You are a beginner with Croduino. Or electronics? A specific module caught your eye, but you do not know how to use it? Do not worry, HUM is here for you! How to Use Module (HUM) is a blog tutorials series by e-radionica where you will find all you need in order to begin working with your favorite module. Tutorials include: technical characteristics, work principle, instructions on how to connect the module with Croduino and the basic code. Everything else is left to your imagination.

INTRODUCTION

In this tutorial, we will get acquainted with numerous sensors working on a similar principle. All sensors are connected to the same breadboard that has an analog and digital output, and the sensor itself is located on it. How is it possible that we use the same breadboard for more sensors, and how they work will be explained below, and for starters, we are going to see which sensors we have.

Sensors that work with the LM 393 breakout are:
• Hall effect sensor
• Fire detector
• Light sensor
• Vibration sensor
• Humidity sensor
• Soil humidity sensor

HOW DOES IT WORK?

The LM 393 is a voltage comparator that compares two voltages and depending on their relation, the output is connected to GND or VCC(power supply voltage comparator), and, since in our case, the power supply voltage is 5V, then at the comparator output we have either a logical 0 or logical 1. Each of these sensors is analog, i.e. as an output it provides an analog value that can be read on Croduino, but with the comparator, using the potentiometer we can adjust the precise value at which the output turns from the logical 0 to logical 1 or vice versa. Find out more about the comparator working principle in our LM393 comparator tutorial. On the sensor board, we have adequate resistors and capacitors which are necessary for the work of the comparator and sensor that are connected to the breadboard.

Hall effect sensor
Hall Effect Sensor is a sensor that measures the magnetic field using the Hall Effect. The stronger the magnetic field, the smaller the voltage on the analog output from the module. The sensor is as big as the transistor and it is also located in the plastic housing. This sensor is used to measure the speed of a bicycle and in similar applications where it is necessary to measure the speed of rotation (e.g. measuring engine rotating speed or determining engine rotor position). This sensor is most often used as a digital sensor because for measuring speed, it is enough to know when a magnet passes the sensor, and then we count how many times the magnet has passed in a period of one second, and we get the speed.

Fire detector(phototransistor)
The fire detector is a phototransistor which, because of its dark lense, detects infrared light. Infrared light is emitted by the sun, but also the fire, and that is why this sensor is suitable for fire detecting. The sensor is activated when it is near the source that emits infrared radiation and the stronger the radiation, the smaller the value on the analog output. The digital output has 5V (logical 1) when there is no radiation, and when the radiation increases at the adjusted value (the value at which the output state changes is adjusted by the potentiometer) the digital output turns from logical 1 to logical 0.

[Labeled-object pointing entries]
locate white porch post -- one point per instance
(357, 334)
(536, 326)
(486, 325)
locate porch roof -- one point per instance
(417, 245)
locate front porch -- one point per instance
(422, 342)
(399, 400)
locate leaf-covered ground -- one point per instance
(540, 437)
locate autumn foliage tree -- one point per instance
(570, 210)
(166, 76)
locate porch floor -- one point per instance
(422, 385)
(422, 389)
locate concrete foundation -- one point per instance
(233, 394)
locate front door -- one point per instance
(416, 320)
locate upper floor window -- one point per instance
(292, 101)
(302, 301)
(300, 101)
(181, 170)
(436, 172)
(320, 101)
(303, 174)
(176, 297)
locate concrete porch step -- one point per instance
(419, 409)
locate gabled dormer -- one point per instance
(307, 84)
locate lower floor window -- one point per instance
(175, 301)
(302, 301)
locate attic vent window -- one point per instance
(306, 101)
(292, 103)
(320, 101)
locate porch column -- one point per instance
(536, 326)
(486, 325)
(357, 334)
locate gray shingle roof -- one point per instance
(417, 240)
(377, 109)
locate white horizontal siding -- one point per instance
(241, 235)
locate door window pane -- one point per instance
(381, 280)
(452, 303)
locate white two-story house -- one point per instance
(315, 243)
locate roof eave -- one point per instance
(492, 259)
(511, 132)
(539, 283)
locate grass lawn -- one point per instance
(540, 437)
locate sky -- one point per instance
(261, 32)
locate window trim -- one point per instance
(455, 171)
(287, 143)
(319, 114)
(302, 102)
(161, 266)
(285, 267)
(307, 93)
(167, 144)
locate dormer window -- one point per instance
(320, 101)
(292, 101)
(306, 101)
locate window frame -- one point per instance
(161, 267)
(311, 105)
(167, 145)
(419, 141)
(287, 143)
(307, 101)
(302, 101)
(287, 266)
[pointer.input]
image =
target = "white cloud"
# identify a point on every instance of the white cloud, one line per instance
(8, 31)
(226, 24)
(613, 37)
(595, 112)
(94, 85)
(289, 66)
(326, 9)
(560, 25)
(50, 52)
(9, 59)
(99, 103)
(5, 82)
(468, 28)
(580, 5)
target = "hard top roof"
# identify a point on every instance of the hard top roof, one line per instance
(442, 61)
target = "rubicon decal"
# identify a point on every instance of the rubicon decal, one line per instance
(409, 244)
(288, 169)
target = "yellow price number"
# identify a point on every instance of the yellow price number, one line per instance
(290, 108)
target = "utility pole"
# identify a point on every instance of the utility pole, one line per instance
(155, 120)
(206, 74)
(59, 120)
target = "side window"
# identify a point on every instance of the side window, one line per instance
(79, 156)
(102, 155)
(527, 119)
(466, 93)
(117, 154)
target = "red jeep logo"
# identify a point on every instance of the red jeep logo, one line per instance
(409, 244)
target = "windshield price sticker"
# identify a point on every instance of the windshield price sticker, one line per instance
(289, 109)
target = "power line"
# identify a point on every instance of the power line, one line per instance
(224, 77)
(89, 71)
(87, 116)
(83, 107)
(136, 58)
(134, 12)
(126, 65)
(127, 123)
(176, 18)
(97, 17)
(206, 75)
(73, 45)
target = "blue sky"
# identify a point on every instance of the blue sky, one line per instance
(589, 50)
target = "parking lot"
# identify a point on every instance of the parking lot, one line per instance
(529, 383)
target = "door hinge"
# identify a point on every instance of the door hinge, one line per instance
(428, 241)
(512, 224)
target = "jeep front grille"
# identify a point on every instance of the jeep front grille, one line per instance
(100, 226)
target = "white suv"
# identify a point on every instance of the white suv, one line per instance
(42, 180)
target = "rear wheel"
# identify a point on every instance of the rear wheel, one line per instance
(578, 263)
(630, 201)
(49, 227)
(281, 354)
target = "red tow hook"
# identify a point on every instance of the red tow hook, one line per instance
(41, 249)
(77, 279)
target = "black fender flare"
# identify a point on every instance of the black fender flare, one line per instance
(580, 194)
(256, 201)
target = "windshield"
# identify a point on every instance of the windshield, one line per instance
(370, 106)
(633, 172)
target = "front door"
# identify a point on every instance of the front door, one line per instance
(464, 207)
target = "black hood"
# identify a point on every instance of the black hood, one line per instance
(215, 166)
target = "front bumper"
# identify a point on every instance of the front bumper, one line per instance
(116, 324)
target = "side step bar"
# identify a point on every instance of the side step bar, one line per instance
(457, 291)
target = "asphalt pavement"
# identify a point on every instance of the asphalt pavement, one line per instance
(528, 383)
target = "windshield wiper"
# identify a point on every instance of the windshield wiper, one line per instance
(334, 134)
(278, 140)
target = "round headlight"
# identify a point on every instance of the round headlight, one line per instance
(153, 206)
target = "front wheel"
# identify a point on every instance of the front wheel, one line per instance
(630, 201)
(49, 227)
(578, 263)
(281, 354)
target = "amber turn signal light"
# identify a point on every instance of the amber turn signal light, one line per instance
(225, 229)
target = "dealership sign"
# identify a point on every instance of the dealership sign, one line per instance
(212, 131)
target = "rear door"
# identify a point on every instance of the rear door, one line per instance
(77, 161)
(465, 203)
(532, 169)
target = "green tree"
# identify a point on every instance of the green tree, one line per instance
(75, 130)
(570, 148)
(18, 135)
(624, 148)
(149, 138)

Written problem A
Count the lines in the listing that contain the string "flare", and give only that number.
Written problem B
Write the next part of the text on sensors that use the LM 393 breakout, picking up right after its last sentence.

Exercise response A
2

Exercise response B
Light sensor 
The light sensor is a photoresistor that changes the resistance value depending on the intensity of light. When a photoresistor is connected to our breakout, we get a sensor to measure the amount of light, and at the output, we get a voltage that is proportional to the intensity of light. On this sensor, we can use the digital output to turn on the light by adjusting the light level at which the digital output is activated. The sensor provides a higher voltage on the analog output when it is dark, and lower when it is illuminated.

Vibration sensor
The vibration sensor works as a switch because, within, it has a small spring, and in the middle of the spring there is a wire. When the spring trembles, it touches the middle wire and makes contact. Using this sensor we can detect when there are, and when there are no vibrations. If we look at the sensor's picture, its working principle is clear and it is visible that it is a switch that reacts to vibrations.

Humidity sensor 
The humidity sensor provides analog values depending on humidity, so that voltage analog values change with the increase of humidity. The sensor is a resistant tile that changes resistance with the change of humidity. The digital output is 5V when humidity is lower, which is adjusted using the potentiometer and it turns off when humidity is higher than the adjusted value.

Soil humidity sensor  
This sensor is similar to the humidity sensor because it has the same working principle, only this one is used in the soil, i.e. we plant the sensor into the soil in order to measure soil humidity.

HOW TO CONNECT?

The sensors are connected either from the A0 output to the analog pin of the Croduino if we want to read analog values or we can connect the digital output (D0) from the sensor to any other digital pin on the Croduino and read only when the pin turns from logical 0 to logical 1 and vice versa, and the value at which it happens must be adjusted using the potentiometer on the board. Sometimes it is enough to read the transition between two states in the project, and sometimes we need the analog value to be able to, depending on that value, do some things (we can have more than 2 states) and according to that we must choose which output will be used, or we can use both outputs. To the board, we still must connect +5V and the GND and we can finally read the values from the sensor.

ARDUINO CODE

The code is the same for all of these sensors and in the example, we have used the analog input and we have read values only from that input, saved them to the variable and displayed that variable on the Serial monitor.

int ocitanje;//variable to which we save values from the sensor
int analogPin=A0; //pin to which the analog output from the sensor is connected
void setup() {
pinMode(analogPin,INPUT); //setting the analog pin as input
Serial.begin(9600); //Serial communication initialization (speed 9600 baud)
}
void loop() {
ocitanje=analogRead(analogPin);//saving the value from the analog pin to the variable reading (očitanje)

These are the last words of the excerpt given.